> AIM OF THE EXERCISE
Copy out all of the material below, line for line, without changing a single character.

===== MATERIAL PROVIDED

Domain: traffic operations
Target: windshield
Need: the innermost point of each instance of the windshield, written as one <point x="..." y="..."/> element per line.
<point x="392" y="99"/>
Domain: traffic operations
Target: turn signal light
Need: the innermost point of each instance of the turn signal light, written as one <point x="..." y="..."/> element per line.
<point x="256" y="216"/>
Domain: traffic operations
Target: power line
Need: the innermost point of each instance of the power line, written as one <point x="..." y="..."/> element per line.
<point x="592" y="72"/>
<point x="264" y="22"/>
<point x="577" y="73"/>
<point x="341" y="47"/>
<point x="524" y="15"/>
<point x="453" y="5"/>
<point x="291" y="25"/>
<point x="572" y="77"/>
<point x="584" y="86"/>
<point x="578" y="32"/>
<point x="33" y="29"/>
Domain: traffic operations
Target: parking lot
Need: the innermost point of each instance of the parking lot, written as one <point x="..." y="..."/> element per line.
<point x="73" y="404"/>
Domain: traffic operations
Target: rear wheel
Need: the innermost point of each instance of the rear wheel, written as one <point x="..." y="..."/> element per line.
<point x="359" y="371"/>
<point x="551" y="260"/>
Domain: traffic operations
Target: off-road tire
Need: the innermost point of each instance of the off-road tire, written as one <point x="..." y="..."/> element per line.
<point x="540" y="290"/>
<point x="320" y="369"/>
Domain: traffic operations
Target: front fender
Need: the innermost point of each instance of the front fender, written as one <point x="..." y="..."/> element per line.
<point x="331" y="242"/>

==========

> THE COMPLETED TASK
Domain: traffic operations
Target: windshield
Need: the innermost point of each instance of the windshield, written as one <point x="..." y="..."/> element per line.
<point x="392" y="99"/>
Domain: traffic operations
Target: turn signal light
Need: the innermost point of each instance of the turn signal light, written as one <point x="..." y="..."/> element per line.
<point x="256" y="216"/>
Domain: traffic operations
Target: power line
Need: the innermost point of each instance of the power line, written as one <point x="..." y="..."/> element per line.
<point x="592" y="72"/>
<point x="264" y="22"/>
<point x="577" y="73"/>
<point x="341" y="47"/>
<point x="524" y="15"/>
<point x="453" y="5"/>
<point x="291" y="25"/>
<point x="572" y="77"/>
<point x="584" y="86"/>
<point x="578" y="32"/>
<point x="33" y="29"/>
Domain: traffic operations
Target: parking lot
Need: the innermost point of each instance of the parking lot, written as one <point x="..." y="..."/> element per line.
<point x="73" y="404"/>
Domain: traffic operations
Target: rear wheel
Need: the innermost point of each instance of the rear wheel, written as one <point x="..." y="..."/> element per line.
<point x="359" y="371"/>
<point x="551" y="260"/>
Domain: traffic operations
Target: off-road tire
Need: the innermost point of each instance of the off-road tire, written as one <point x="..." y="..."/> element per line.
<point x="540" y="290"/>
<point x="320" y="369"/>
Domain: traffic operations
Target: front fender
Need: the innermost point of each instance of the front fender, written as one <point x="..." y="..."/> element per line.
<point x="331" y="242"/>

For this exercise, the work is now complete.